_To be done:_ Extract every line of the material below that contains the string "hanging", and list those lines in the order in which they appear.
>> begin Entries supplied
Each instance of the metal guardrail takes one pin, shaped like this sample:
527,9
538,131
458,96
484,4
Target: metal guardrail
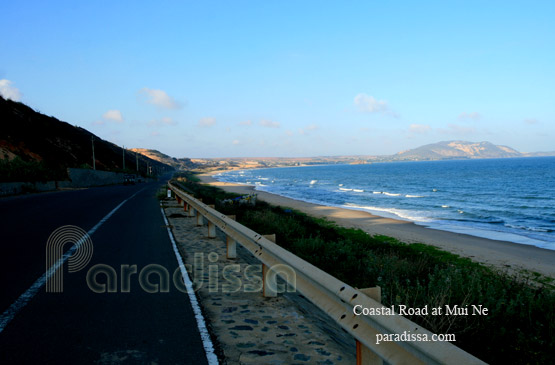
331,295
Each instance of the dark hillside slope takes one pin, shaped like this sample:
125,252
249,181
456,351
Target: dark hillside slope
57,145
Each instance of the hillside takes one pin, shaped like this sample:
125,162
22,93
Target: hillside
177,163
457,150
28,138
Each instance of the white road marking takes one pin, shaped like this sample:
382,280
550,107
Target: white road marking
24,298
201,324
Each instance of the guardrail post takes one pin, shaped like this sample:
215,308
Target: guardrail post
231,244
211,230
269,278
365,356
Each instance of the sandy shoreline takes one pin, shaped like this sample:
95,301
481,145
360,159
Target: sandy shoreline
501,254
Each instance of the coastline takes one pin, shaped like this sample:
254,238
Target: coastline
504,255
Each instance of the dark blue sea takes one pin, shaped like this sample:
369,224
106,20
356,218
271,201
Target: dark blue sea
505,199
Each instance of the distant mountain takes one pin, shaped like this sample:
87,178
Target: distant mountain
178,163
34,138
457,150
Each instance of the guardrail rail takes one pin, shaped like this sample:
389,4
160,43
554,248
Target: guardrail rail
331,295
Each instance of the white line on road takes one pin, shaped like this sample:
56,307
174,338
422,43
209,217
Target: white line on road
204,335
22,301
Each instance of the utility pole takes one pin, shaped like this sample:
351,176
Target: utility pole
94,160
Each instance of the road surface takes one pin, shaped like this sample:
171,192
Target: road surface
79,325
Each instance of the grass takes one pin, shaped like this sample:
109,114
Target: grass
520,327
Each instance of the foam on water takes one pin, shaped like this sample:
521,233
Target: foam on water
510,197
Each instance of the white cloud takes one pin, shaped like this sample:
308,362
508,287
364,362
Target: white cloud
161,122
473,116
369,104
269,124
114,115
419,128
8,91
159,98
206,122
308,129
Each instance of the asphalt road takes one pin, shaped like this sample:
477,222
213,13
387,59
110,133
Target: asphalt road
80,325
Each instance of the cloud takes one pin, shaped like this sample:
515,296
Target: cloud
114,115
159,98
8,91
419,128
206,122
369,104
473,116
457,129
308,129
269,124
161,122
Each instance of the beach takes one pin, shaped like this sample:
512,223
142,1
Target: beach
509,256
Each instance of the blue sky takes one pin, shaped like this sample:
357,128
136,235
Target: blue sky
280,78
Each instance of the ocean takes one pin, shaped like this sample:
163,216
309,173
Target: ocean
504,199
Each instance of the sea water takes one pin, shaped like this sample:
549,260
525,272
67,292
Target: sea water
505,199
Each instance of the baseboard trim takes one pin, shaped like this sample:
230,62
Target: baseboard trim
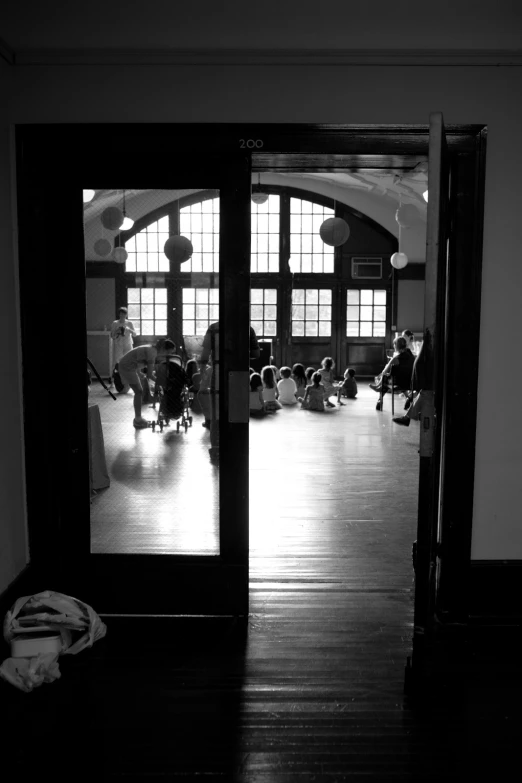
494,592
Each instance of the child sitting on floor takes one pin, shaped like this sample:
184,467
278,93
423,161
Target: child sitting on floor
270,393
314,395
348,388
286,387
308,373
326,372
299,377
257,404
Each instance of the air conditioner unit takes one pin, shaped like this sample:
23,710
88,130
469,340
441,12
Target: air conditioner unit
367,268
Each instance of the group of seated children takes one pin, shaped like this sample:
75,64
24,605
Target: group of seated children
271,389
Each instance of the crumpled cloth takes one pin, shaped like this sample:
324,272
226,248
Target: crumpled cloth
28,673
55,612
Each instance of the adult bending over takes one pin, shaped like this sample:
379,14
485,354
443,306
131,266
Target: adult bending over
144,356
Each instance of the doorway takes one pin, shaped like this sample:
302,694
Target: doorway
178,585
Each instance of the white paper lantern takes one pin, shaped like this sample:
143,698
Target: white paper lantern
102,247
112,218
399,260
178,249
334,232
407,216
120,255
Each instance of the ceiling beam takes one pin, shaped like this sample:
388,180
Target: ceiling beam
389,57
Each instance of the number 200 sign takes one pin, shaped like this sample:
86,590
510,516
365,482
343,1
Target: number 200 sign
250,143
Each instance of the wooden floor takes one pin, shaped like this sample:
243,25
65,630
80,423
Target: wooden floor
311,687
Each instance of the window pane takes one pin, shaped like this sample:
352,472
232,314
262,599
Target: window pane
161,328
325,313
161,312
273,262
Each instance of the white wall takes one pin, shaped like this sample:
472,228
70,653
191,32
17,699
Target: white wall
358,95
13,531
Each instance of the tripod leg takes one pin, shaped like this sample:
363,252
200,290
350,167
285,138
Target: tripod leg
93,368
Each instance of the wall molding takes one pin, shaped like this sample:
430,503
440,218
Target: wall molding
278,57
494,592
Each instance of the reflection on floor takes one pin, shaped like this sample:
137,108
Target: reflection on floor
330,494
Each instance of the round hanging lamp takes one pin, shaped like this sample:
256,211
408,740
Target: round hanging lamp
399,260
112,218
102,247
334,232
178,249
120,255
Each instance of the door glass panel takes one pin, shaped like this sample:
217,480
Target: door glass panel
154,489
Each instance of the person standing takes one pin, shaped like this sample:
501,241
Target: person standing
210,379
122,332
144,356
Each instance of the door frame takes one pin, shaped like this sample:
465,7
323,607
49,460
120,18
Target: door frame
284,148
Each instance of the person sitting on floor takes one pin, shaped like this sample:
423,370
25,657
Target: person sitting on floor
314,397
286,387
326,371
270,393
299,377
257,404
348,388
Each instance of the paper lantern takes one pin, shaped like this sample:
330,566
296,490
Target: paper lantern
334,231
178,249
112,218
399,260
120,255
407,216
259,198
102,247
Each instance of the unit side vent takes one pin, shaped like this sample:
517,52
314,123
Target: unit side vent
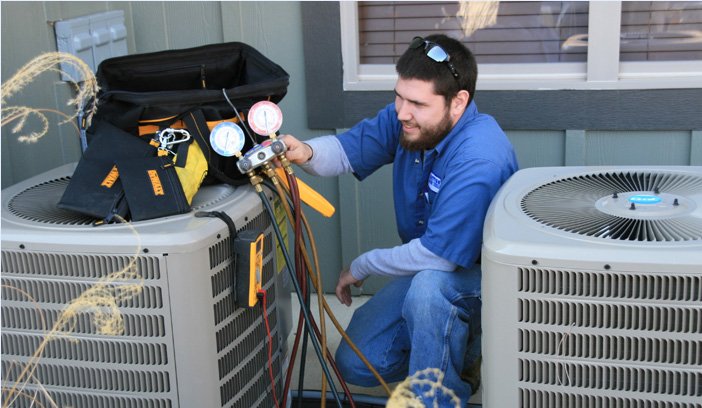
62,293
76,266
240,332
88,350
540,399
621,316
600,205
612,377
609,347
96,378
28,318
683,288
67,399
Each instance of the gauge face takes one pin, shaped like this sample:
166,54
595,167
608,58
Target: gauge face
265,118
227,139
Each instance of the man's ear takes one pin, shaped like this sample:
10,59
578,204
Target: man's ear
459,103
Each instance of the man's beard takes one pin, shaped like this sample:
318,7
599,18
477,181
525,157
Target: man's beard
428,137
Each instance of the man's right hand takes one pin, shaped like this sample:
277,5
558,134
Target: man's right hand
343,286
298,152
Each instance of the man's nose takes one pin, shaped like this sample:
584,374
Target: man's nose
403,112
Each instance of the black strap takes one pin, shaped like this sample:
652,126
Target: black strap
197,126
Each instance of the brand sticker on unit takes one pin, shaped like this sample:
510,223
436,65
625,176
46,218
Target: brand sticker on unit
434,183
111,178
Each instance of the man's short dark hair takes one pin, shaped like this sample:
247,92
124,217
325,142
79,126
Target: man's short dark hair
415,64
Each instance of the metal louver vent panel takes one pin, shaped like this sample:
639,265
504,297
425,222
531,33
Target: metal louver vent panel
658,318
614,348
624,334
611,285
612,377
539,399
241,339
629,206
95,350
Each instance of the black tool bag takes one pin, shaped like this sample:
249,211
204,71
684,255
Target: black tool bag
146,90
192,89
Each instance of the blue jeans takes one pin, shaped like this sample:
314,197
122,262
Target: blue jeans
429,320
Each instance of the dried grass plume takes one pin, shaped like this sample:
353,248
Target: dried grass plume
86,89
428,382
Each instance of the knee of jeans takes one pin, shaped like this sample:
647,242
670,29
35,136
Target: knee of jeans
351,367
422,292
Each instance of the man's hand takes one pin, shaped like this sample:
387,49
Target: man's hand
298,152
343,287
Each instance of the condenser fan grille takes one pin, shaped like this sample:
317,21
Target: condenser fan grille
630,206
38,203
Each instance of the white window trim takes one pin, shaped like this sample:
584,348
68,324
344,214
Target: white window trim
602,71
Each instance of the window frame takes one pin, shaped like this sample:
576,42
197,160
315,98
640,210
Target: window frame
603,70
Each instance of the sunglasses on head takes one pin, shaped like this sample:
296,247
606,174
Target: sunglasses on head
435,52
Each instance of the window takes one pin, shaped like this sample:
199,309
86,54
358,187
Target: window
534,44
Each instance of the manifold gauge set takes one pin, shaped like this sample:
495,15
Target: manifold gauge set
>> end Entries supplied
>> begin Entries supplied
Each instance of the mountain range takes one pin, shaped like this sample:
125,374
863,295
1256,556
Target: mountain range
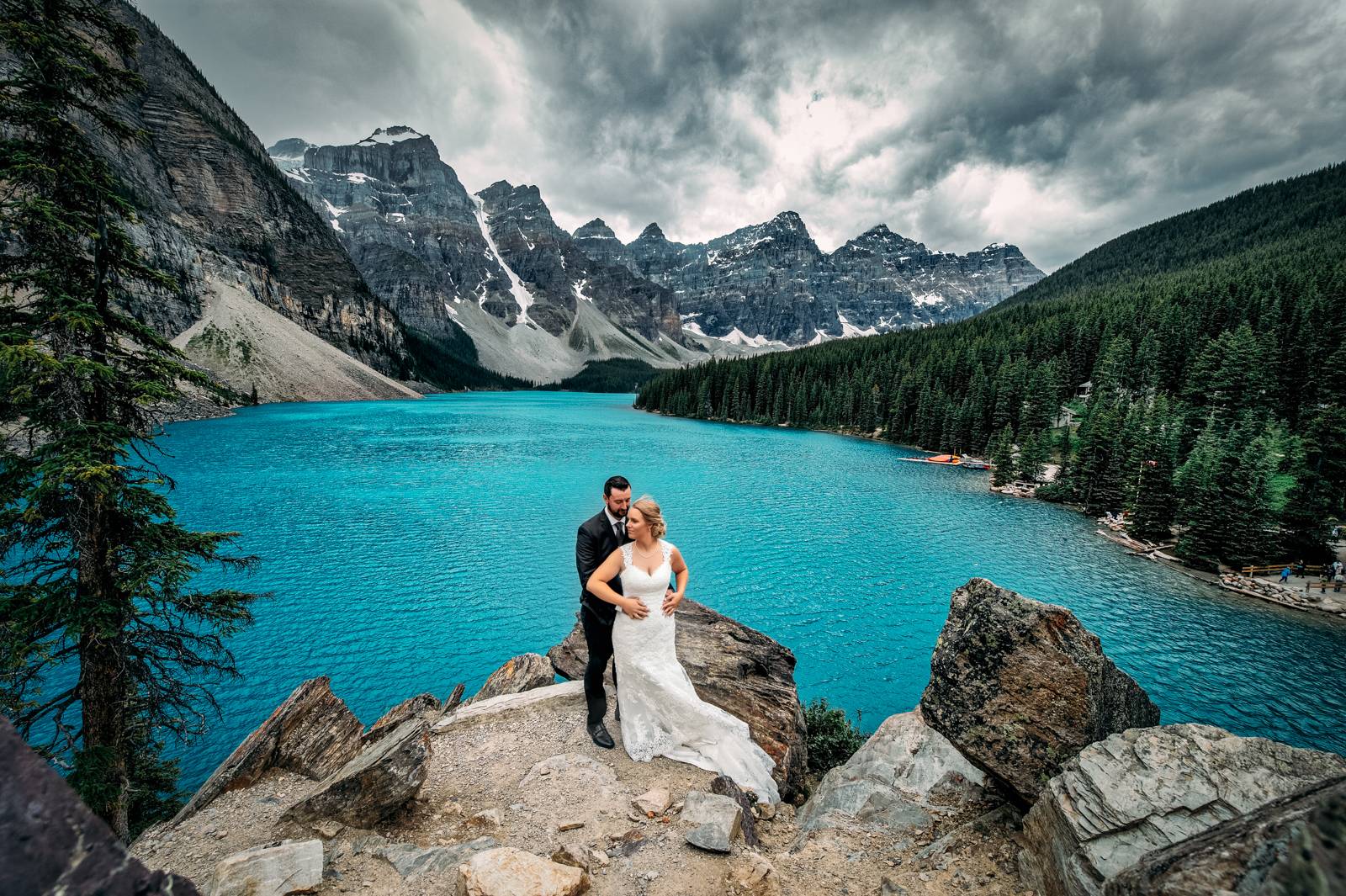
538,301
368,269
>> end Entries supplied
_The completed task:_
Each instance of the round hanging lamp takes one pin, shaped like this sample:
Target: round hanging lamp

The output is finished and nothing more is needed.